[[ PROVIDED MATERIAL open ]]
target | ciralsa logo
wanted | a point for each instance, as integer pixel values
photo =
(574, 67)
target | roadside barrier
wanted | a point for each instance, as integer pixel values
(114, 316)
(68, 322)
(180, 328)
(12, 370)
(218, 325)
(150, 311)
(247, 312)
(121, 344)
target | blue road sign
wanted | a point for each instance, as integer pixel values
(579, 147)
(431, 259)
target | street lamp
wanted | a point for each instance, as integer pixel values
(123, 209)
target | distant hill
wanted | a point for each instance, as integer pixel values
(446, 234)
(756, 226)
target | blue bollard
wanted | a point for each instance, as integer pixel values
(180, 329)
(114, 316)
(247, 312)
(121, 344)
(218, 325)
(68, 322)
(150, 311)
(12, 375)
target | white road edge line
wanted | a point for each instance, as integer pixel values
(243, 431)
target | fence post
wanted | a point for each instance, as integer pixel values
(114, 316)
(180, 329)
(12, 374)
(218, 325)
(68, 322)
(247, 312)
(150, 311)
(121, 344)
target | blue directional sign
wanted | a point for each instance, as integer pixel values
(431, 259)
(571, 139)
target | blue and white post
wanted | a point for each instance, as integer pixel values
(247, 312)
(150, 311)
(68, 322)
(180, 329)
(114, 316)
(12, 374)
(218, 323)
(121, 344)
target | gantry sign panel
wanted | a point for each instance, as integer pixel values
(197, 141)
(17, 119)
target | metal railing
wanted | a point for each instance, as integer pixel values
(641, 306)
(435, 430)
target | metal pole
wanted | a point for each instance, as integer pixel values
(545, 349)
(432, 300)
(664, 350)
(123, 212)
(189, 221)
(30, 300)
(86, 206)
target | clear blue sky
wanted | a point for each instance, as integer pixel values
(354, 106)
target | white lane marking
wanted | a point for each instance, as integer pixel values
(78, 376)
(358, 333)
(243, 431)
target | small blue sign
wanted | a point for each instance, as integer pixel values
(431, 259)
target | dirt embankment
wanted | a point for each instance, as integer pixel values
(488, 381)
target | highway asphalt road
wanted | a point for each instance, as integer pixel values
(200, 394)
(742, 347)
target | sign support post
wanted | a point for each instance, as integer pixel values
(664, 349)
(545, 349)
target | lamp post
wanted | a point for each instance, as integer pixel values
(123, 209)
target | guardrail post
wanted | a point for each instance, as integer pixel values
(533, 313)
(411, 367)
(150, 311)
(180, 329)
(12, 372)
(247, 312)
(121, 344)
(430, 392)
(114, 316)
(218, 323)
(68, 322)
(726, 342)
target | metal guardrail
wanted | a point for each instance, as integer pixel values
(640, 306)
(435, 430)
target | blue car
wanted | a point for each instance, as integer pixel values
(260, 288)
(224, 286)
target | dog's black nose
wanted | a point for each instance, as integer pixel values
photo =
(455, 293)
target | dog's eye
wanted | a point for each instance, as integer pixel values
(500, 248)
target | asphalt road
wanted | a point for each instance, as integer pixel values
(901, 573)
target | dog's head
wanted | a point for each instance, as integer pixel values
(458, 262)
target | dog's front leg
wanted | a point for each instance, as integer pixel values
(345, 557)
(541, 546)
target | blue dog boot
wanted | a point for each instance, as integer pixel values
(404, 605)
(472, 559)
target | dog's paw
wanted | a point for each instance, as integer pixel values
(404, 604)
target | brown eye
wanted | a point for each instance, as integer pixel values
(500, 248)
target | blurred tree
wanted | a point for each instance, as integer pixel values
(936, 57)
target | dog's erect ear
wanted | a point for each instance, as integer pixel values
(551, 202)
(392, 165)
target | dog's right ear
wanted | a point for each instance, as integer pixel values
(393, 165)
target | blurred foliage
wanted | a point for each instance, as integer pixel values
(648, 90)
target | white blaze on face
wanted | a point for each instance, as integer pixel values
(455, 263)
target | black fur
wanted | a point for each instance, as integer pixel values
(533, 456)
[[ PROVIDED MATERIAL closed ]]
_TASK GOAL_
The requested lines run from the one with "target | dog's paw" through the last line of the records. Return them exactly.

_EXERCISE ANSWER_
target | dog's paw
wanted | a point for each instance, as integer pixel values
(404, 604)
target | brown eye
wanted | a point for each instance, as integer pixel values
(500, 248)
target | blurred tree
wanted | a point for each instance, as integer pixel values
(936, 57)
target | dog's erect ear
wanted | a point for each instance, as integer pixel values
(551, 202)
(392, 165)
target | dog's right ear
wanted | a point for each instance, as integer pixel values
(393, 165)
target | blurred foliage
wanted | a point for each instance, as integer pixel values
(648, 90)
target | white blaze on face
wanted | a point for each instance, as integer pixel values
(455, 263)
target | black fur
wanted | a point for each instance, as integer pixel values
(533, 456)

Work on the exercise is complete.